Please set out all of the material below as a numbered list, leaving out blank lines and the pictures.

::: Excerpted records :::

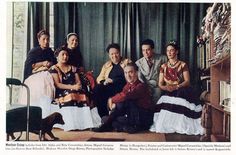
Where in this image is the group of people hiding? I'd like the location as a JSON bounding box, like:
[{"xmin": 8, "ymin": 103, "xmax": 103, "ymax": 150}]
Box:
[{"xmin": 18, "ymin": 30, "xmax": 203, "ymax": 135}]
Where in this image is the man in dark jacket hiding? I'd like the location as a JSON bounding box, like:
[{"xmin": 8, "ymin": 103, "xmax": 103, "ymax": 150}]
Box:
[{"xmin": 94, "ymin": 63, "xmax": 154, "ymax": 133}]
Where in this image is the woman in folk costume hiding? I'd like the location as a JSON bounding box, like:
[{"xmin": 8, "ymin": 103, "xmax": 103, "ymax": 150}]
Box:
[
  {"xmin": 150, "ymin": 41, "xmax": 203, "ymax": 135},
  {"xmin": 19, "ymin": 30, "xmax": 56, "ymax": 117},
  {"xmin": 50, "ymin": 47, "xmax": 101, "ymax": 131}
]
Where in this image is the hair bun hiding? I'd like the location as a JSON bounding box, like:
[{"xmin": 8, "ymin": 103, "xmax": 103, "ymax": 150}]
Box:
[{"xmin": 169, "ymin": 40, "xmax": 177, "ymax": 45}]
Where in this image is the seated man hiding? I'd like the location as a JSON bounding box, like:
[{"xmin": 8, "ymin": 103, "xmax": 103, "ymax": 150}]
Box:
[
  {"xmin": 136, "ymin": 39, "xmax": 167, "ymax": 104},
  {"xmin": 94, "ymin": 63, "xmax": 154, "ymax": 133}
]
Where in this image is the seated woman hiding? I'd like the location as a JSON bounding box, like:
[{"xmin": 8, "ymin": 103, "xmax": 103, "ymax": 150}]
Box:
[
  {"xmin": 18, "ymin": 30, "xmax": 56, "ymax": 117},
  {"xmin": 50, "ymin": 48, "xmax": 101, "ymax": 131},
  {"xmin": 150, "ymin": 41, "xmax": 203, "ymax": 135},
  {"xmin": 93, "ymin": 43, "xmax": 131, "ymax": 117}
]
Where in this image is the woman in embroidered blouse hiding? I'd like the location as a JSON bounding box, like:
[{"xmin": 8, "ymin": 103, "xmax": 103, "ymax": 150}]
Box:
[
  {"xmin": 93, "ymin": 43, "xmax": 131, "ymax": 117},
  {"xmin": 50, "ymin": 48, "xmax": 82, "ymax": 103},
  {"xmin": 50, "ymin": 47, "xmax": 101, "ymax": 131},
  {"xmin": 158, "ymin": 43, "xmax": 190, "ymax": 97},
  {"xmin": 150, "ymin": 41, "xmax": 204, "ymax": 135},
  {"xmin": 18, "ymin": 30, "xmax": 56, "ymax": 118}
]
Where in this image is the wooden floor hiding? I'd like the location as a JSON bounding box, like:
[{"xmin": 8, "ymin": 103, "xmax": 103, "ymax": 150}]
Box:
[{"xmin": 8, "ymin": 129, "xmax": 200, "ymax": 142}]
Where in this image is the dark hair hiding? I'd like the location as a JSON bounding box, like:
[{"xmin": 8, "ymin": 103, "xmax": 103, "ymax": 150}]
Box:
[
  {"xmin": 66, "ymin": 32, "xmax": 79, "ymax": 41},
  {"xmin": 37, "ymin": 30, "xmax": 50, "ymax": 39},
  {"xmin": 54, "ymin": 46, "xmax": 68, "ymax": 57},
  {"xmin": 141, "ymin": 39, "xmax": 154, "ymax": 49},
  {"xmin": 106, "ymin": 43, "xmax": 120, "ymax": 53},
  {"xmin": 125, "ymin": 62, "xmax": 138, "ymax": 71},
  {"xmin": 166, "ymin": 40, "xmax": 180, "ymax": 51}
]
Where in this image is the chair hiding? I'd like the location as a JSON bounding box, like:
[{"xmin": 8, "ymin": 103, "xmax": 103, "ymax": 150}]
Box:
[{"xmin": 6, "ymin": 78, "xmax": 42, "ymax": 141}]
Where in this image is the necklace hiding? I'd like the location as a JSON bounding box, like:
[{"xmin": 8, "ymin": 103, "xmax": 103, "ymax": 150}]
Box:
[{"xmin": 168, "ymin": 60, "xmax": 178, "ymax": 67}]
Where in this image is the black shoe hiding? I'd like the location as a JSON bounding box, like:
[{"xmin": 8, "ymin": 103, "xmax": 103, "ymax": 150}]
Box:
[{"xmin": 92, "ymin": 124, "xmax": 112, "ymax": 132}]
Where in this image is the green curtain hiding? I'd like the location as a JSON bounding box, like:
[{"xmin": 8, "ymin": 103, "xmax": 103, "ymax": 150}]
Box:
[
  {"xmin": 29, "ymin": 2, "xmax": 211, "ymax": 85},
  {"xmin": 26, "ymin": 2, "xmax": 49, "ymax": 54}
]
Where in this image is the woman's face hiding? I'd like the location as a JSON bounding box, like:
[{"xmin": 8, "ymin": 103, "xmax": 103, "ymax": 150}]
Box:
[
  {"xmin": 57, "ymin": 50, "xmax": 69, "ymax": 64},
  {"xmin": 166, "ymin": 45, "xmax": 178, "ymax": 59},
  {"xmin": 109, "ymin": 48, "xmax": 120, "ymax": 64},
  {"xmin": 67, "ymin": 35, "xmax": 79, "ymax": 49},
  {"xmin": 124, "ymin": 66, "xmax": 138, "ymax": 83},
  {"xmin": 142, "ymin": 45, "xmax": 153, "ymax": 59},
  {"xmin": 38, "ymin": 34, "xmax": 49, "ymax": 49}
]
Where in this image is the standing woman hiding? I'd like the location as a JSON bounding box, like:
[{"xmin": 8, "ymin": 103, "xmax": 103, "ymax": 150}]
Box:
[
  {"xmin": 64, "ymin": 33, "xmax": 83, "ymax": 70},
  {"xmin": 63, "ymin": 33, "xmax": 95, "ymax": 103},
  {"xmin": 150, "ymin": 41, "xmax": 203, "ymax": 135},
  {"xmin": 50, "ymin": 47, "xmax": 101, "ymax": 131},
  {"xmin": 24, "ymin": 30, "xmax": 56, "ymax": 81},
  {"xmin": 19, "ymin": 30, "xmax": 56, "ymax": 117}
]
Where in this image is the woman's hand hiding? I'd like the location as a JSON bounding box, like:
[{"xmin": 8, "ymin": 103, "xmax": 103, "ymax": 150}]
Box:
[
  {"xmin": 165, "ymin": 85, "xmax": 178, "ymax": 92},
  {"xmin": 72, "ymin": 83, "xmax": 82, "ymax": 91},
  {"xmin": 107, "ymin": 98, "xmax": 116, "ymax": 110},
  {"xmin": 103, "ymin": 78, "xmax": 113, "ymax": 85},
  {"xmin": 43, "ymin": 60, "xmax": 52, "ymax": 68}
]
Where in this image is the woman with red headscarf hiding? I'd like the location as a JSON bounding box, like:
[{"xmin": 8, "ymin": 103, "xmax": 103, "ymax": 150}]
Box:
[{"xmin": 150, "ymin": 41, "xmax": 203, "ymax": 135}]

:::

* Expected output *
1. Where in this image is the group of people hiding? I'd like the location as a JSON bounding box, like:
2. [{"xmin": 8, "ymin": 103, "xmax": 103, "ymax": 150}]
3. Box:
4. [{"xmin": 18, "ymin": 30, "xmax": 203, "ymax": 135}]
5. Where in this image is the man in dark jacket hiding? I'd like the location as a JSON bounding box, like:
6. [{"xmin": 8, "ymin": 103, "xmax": 103, "ymax": 150}]
7. Box:
8. [{"xmin": 94, "ymin": 63, "xmax": 154, "ymax": 133}]
9. Where in this image is the woman in folk costume hiding? I'd like the location as a JSON bounding box, like:
10. [{"xmin": 8, "ymin": 103, "xmax": 103, "ymax": 150}]
11. Box:
12. [
13.   {"xmin": 150, "ymin": 41, "xmax": 203, "ymax": 135},
14.   {"xmin": 19, "ymin": 30, "xmax": 56, "ymax": 117},
15.   {"xmin": 50, "ymin": 47, "xmax": 101, "ymax": 131}
16. ]
17. Where in this image is the hair bun hiding? I'd like the location as a JSON bounding box, like:
18. [{"xmin": 8, "ymin": 103, "xmax": 103, "ymax": 150}]
19. Box:
20. [{"xmin": 169, "ymin": 40, "xmax": 177, "ymax": 45}]
21. Where in this image is the seated man hiding? I'd like the location as a JSON bounding box, like:
22. [{"xmin": 8, "ymin": 103, "xmax": 103, "ymax": 150}]
23. Box:
24. [
25.   {"xmin": 136, "ymin": 39, "xmax": 167, "ymax": 104},
26.   {"xmin": 94, "ymin": 63, "xmax": 154, "ymax": 133}
27. ]
28. Where in this image is the seated woman hiding? I'd like the location as a JSON bounding box, like:
29. [{"xmin": 8, "ymin": 103, "xmax": 103, "ymax": 150}]
30. Box:
31. [
32.   {"xmin": 18, "ymin": 30, "xmax": 56, "ymax": 117},
33.   {"xmin": 50, "ymin": 48, "xmax": 101, "ymax": 131},
34.   {"xmin": 150, "ymin": 41, "xmax": 203, "ymax": 135},
35.   {"xmin": 93, "ymin": 43, "xmax": 131, "ymax": 117}
36. ]
37. Where in this image is the woman in embroidered blouse hiding? I'd like the location as a JSON bounding box, like:
38. [{"xmin": 8, "ymin": 103, "xmax": 103, "ymax": 150}]
39. Box:
40. [
41.   {"xmin": 93, "ymin": 43, "xmax": 131, "ymax": 117},
42.   {"xmin": 50, "ymin": 48, "xmax": 82, "ymax": 103},
43.   {"xmin": 50, "ymin": 47, "xmax": 101, "ymax": 131},
44.   {"xmin": 158, "ymin": 43, "xmax": 190, "ymax": 97},
45.   {"xmin": 150, "ymin": 41, "xmax": 204, "ymax": 135},
46.   {"xmin": 18, "ymin": 30, "xmax": 56, "ymax": 118}
47. ]
48. Where in this image is the wooden floor hiding? I'd like the location as a JSON bounding box, like:
49. [{"xmin": 8, "ymin": 103, "xmax": 103, "ymax": 150}]
50. Box:
51. [{"xmin": 8, "ymin": 129, "xmax": 200, "ymax": 142}]
52. Where in this image is the dark hair hiding? I'd like the location as a JSON bounding box, like:
53. [{"xmin": 8, "ymin": 103, "xmax": 103, "ymax": 150}]
54. Box:
55. [
56.   {"xmin": 66, "ymin": 32, "xmax": 79, "ymax": 41},
57.   {"xmin": 37, "ymin": 30, "xmax": 50, "ymax": 39},
58.   {"xmin": 54, "ymin": 46, "xmax": 68, "ymax": 57},
59.   {"xmin": 141, "ymin": 39, "xmax": 154, "ymax": 49},
60.   {"xmin": 106, "ymin": 43, "xmax": 120, "ymax": 53},
61.   {"xmin": 125, "ymin": 62, "xmax": 138, "ymax": 71},
62.   {"xmin": 166, "ymin": 40, "xmax": 180, "ymax": 51}
63. ]
64. Where in this image is the chair hiding? I'd like the location as a JSON bounding box, like:
65. [{"xmin": 8, "ymin": 103, "xmax": 103, "ymax": 150}]
66. Box:
67. [{"xmin": 6, "ymin": 78, "xmax": 42, "ymax": 141}]
68. Where in this image is the necklace hiding? I'd like the location as a JSON bounding box, like:
69. [{"xmin": 8, "ymin": 103, "xmax": 103, "ymax": 150}]
70. Box:
71. [{"xmin": 168, "ymin": 60, "xmax": 178, "ymax": 67}]
72. Where in this image is the black shoe hiding? I'd like the location as a JSON bounding box, like:
73. [{"xmin": 8, "ymin": 103, "xmax": 103, "ymax": 150}]
74. Box:
75. [{"xmin": 92, "ymin": 124, "xmax": 112, "ymax": 132}]
76. Where in this image is the green curtain hiding? I'd like the location as a JSON bounding box, like:
77. [{"xmin": 8, "ymin": 103, "xmax": 103, "ymax": 150}]
78. Box:
79. [
80.   {"xmin": 29, "ymin": 2, "xmax": 211, "ymax": 85},
81.   {"xmin": 26, "ymin": 2, "xmax": 49, "ymax": 54}
82. ]
83. Where in this image is the woman's face hiding? I'd like the location as a JSON bounding box, like:
84. [{"xmin": 8, "ymin": 103, "xmax": 103, "ymax": 150}]
85. Box:
86. [
87.   {"xmin": 57, "ymin": 50, "xmax": 69, "ymax": 64},
88.   {"xmin": 166, "ymin": 45, "xmax": 178, "ymax": 59},
89.   {"xmin": 109, "ymin": 48, "xmax": 120, "ymax": 64},
90.   {"xmin": 67, "ymin": 35, "xmax": 79, "ymax": 49},
91.   {"xmin": 124, "ymin": 66, "xmax": 138, "ymax": 83},
92.   {"xmin": 142, "ymin": 45, "xmax": 153, "ymax": 59},
93.   {"xmin": 38, "ymin": 34, "xmax": 49, "ymax": 49}
94. ]
95. Where in this image is the standing woman hiding? I'd like the location as a JSON bounding box, like:
96. [{"xmin": 8, "ymin": 103, "xmax": 103, "ymax": 150}]
97. Box:
98. [
99.   {"xmin": 64, "ymin": 33, "xmax": 83, "ymax": 70},
100.   {"xmin": 63, "ymin": 33, "xmax": 95, "ymax": 103},
101.   {"xmin": 150, "ymin": 41, "xmax": 203, "ymax": 135},
102.   {"xmin": 50, "ymin": 47, "xmax": 101, "ymax": 131},
103.   {"xmin": 24, "ymin": 30, "xmax": 56, "ymax": 81},
104.   {"xmin": 19, "ymin": 30, "xmax": 56, "ymax": 117}
105. ]
106. Where in this image is the woman's hand hiding? I'd like the location as a JSON bounding box, like:
107. [{"xmin": 8, "ymin": 103, "xmax": 103, "ymax": 150}]
108. Box:
109. [
110.   {"xmin": 165, "ymin": 85, "xmax": 178, "ymax": 92},
111.   {"xmin": 72, "ymin": 83, "xmax": 82, "ymax": 91},
112.   {"xmin": 107, "ymin": 98, "xmax": 116, "ymax": 110},
113.   {"xmin": 103, "ymin": 78, "xmax": 113, "ymax": 85},
114.   {"xmin": 43, "ymin": 60, "xmax": 52, "ymax": 68}
115. ]
116. Where in this image is the woman with red headscarf hiding? I'd like the location as a JSON bounding box, like:
117. [{"xmin": 8, "ymin": 103, "xmax": 103, "ymax": 150}]
118. Box:
119. [{"xmin": 150, "ymin": 41, "xmax": 203, "ymax": 135}]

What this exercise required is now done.